* Material for this exercise
'''

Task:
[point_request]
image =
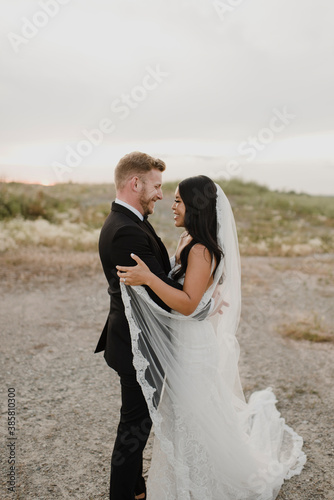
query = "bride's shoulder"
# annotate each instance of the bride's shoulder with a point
(200, 251)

'''

* What you will do
Reproduce the listing above word for word, line by line, but leave the picture out.

* Correct result
Task:
[point_request]
image =
query = "bride's shoulder"
# annotate each instance of the bride's shoulder with a point
(200, 251)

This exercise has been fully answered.